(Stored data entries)
= Beginning of Section =

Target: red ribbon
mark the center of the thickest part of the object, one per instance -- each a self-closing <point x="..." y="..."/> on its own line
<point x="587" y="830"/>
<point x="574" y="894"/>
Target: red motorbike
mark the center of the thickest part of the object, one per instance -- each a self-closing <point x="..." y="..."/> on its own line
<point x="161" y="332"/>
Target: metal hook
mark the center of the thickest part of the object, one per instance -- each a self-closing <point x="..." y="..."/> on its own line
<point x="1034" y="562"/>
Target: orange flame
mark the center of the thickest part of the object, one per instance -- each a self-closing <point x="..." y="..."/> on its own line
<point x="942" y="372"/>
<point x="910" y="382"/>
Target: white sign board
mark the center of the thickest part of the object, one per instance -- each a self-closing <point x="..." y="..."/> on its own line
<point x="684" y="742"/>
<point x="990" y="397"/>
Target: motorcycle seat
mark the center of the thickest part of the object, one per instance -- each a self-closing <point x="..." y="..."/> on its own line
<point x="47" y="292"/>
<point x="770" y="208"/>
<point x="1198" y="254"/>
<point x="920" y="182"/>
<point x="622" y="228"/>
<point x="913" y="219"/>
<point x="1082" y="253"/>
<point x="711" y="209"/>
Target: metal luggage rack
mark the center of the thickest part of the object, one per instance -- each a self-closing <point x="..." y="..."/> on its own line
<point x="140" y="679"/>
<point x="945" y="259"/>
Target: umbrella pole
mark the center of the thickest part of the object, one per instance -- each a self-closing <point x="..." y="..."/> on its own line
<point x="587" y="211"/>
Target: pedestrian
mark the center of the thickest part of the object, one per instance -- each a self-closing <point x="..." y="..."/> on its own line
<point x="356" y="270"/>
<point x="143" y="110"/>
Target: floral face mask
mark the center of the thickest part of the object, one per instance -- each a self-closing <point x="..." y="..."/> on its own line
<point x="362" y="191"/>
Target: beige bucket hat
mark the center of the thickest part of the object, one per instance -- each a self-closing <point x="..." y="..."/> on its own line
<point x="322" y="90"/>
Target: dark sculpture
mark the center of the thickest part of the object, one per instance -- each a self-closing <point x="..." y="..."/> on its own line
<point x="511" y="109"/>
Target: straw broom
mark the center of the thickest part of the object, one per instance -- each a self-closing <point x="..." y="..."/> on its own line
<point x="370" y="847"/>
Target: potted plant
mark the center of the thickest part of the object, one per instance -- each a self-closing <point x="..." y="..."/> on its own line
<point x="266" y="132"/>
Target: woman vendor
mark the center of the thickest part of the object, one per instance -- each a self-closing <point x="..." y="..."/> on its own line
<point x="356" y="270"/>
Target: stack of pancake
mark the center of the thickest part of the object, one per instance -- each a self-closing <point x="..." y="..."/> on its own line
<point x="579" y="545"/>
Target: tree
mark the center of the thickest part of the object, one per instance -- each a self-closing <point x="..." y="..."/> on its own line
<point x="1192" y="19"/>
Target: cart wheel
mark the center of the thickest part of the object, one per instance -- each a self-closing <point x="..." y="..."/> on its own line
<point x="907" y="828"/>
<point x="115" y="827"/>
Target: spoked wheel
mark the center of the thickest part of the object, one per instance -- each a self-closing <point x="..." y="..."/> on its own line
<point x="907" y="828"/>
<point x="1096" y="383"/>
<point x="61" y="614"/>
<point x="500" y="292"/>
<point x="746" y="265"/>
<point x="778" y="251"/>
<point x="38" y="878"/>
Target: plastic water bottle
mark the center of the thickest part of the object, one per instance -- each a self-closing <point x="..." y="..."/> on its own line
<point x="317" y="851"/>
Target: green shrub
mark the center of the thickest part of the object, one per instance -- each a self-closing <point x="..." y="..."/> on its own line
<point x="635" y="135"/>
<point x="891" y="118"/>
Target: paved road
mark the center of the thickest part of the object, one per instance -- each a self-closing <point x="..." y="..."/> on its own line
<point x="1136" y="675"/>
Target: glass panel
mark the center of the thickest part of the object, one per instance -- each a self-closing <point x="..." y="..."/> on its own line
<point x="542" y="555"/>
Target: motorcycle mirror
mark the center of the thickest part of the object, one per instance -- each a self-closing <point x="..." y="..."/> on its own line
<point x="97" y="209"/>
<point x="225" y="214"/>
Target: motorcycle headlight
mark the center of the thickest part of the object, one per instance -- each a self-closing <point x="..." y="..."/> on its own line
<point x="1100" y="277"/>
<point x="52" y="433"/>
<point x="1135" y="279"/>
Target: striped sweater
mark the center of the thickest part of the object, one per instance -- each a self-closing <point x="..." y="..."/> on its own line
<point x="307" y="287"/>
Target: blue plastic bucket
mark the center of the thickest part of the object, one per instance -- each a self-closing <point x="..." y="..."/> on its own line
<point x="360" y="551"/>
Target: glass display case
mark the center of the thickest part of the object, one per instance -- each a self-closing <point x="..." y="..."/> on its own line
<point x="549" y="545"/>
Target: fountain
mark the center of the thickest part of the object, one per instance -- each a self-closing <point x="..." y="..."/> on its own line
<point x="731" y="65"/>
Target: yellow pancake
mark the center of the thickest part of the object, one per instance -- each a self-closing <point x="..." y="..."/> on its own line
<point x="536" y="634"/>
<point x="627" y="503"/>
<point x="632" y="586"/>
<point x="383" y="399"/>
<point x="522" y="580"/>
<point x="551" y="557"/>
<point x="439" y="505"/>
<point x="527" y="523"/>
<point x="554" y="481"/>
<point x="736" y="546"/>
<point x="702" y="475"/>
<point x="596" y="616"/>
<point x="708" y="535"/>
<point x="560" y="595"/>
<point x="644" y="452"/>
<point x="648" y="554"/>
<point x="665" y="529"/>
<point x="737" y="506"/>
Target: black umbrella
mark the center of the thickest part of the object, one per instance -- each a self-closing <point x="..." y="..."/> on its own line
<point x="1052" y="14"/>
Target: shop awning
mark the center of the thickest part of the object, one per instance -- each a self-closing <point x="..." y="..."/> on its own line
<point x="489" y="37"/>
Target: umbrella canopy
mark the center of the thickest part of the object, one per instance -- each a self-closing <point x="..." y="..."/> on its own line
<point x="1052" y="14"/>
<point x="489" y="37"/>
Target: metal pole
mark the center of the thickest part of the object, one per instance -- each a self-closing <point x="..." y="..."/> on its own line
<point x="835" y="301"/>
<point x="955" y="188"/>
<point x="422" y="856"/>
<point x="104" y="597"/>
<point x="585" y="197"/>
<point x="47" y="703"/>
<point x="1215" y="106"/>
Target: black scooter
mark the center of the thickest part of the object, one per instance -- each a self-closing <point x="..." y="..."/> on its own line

= End of Section =
= Beginning of Section =

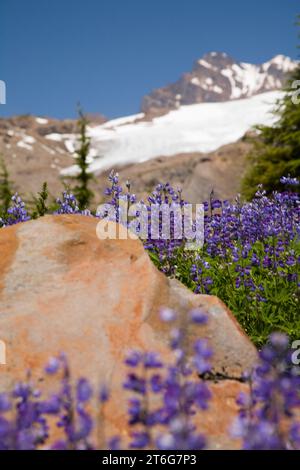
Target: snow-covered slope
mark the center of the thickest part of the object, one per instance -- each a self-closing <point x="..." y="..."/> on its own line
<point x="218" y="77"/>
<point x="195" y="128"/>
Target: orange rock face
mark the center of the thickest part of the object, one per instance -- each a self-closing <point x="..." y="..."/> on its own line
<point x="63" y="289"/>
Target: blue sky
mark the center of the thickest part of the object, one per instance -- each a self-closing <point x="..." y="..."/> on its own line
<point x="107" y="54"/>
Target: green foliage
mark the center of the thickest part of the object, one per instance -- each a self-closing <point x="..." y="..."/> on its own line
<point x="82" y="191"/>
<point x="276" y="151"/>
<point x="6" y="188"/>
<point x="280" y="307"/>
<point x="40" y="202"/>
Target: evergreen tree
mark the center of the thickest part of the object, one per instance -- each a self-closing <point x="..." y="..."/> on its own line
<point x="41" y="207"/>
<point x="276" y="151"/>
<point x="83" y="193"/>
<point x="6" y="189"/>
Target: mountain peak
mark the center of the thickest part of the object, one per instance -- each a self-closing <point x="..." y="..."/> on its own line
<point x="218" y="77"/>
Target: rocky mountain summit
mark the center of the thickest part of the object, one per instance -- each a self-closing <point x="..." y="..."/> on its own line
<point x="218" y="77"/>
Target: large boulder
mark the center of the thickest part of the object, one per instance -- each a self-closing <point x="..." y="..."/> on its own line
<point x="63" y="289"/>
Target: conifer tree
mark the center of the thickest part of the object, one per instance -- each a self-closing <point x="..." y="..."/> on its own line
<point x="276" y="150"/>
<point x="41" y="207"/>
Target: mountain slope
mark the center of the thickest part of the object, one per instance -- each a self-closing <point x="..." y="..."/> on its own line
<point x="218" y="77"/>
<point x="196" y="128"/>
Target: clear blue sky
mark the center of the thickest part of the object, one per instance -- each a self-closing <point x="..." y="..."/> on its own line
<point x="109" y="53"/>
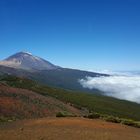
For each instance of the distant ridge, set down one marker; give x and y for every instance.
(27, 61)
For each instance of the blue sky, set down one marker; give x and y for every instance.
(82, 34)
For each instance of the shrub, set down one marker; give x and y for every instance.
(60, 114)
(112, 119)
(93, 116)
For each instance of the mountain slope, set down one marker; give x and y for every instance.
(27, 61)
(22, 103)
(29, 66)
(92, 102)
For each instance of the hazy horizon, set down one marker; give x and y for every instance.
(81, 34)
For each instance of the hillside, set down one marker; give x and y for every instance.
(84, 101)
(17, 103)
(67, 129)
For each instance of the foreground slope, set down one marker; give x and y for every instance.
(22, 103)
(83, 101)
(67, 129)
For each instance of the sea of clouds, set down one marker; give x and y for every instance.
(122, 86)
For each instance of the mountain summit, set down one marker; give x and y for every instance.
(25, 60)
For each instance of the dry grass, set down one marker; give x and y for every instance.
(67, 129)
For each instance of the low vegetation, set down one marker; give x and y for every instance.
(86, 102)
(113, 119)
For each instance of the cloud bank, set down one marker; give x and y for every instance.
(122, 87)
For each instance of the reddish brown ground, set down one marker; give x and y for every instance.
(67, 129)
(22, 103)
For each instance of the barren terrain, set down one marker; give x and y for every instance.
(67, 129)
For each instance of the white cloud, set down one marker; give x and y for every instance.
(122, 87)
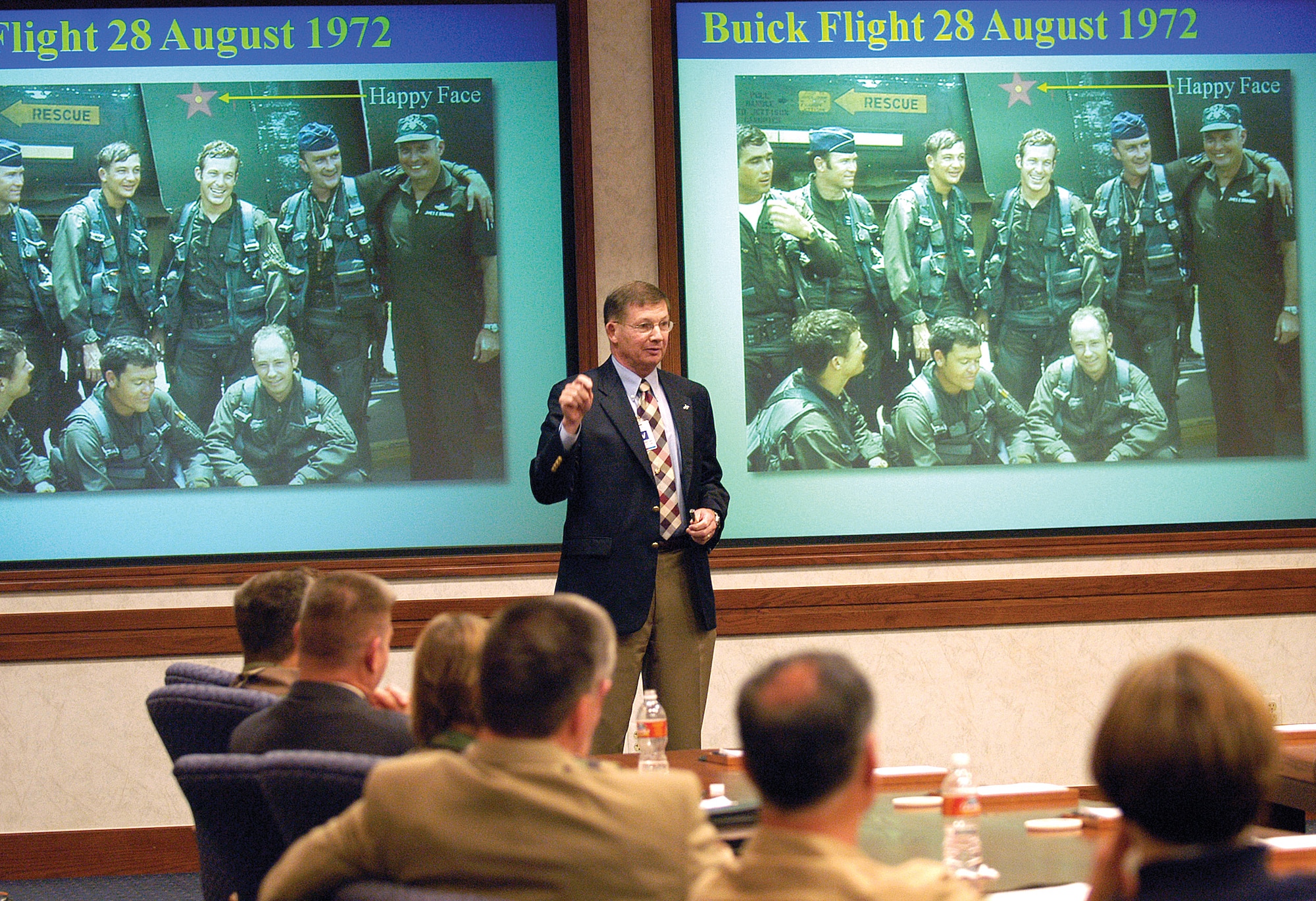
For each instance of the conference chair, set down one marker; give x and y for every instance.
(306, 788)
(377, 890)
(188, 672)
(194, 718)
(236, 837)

= End of Section =
= Beginning of Section =

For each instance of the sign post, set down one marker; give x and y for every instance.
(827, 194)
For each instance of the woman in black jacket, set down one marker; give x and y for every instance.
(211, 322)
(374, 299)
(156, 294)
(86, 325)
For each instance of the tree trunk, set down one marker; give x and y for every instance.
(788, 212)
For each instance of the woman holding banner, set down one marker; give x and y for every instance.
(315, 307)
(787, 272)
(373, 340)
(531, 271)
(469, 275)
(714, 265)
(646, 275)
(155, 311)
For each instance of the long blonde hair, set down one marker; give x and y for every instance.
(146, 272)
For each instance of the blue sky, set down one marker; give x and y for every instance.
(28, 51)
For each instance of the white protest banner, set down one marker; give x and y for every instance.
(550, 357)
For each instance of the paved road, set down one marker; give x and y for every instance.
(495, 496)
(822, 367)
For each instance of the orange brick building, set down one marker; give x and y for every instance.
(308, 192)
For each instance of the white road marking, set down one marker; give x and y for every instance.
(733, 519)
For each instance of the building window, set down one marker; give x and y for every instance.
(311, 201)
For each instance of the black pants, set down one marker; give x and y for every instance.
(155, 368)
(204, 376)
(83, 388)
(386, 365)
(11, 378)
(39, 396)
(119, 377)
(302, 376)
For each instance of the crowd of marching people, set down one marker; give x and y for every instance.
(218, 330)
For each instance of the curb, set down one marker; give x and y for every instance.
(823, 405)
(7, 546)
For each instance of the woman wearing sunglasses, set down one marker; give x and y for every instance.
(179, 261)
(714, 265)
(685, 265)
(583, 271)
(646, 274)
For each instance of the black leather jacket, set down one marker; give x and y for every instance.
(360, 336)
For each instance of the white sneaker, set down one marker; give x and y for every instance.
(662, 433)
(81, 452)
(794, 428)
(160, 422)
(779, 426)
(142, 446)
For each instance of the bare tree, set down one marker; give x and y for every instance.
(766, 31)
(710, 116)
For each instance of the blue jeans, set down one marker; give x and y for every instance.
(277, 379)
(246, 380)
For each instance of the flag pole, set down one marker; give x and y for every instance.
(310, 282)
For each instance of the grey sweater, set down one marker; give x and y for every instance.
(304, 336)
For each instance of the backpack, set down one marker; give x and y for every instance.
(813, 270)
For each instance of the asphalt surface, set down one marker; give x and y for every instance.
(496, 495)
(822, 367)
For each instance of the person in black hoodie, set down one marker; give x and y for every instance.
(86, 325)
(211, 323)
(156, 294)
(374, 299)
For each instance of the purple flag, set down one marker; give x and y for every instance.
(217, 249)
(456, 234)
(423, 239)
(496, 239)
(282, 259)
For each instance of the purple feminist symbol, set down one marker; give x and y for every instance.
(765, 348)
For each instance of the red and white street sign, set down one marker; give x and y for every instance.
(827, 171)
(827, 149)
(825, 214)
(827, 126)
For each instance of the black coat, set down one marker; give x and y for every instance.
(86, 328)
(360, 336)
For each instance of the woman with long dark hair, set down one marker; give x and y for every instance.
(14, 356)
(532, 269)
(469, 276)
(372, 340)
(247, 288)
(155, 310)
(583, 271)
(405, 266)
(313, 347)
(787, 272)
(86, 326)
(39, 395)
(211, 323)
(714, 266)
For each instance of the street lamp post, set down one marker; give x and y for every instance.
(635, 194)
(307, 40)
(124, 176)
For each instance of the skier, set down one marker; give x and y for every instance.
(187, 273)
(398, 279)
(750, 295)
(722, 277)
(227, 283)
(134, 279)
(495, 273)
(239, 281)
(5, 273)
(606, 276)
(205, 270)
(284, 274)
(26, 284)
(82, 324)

= End of Section =

What is being asked: Every line of the data that includes the word "plastic" should be copied.

Exercise result:
Target: plastic water bottle
Target: blue plastic bucket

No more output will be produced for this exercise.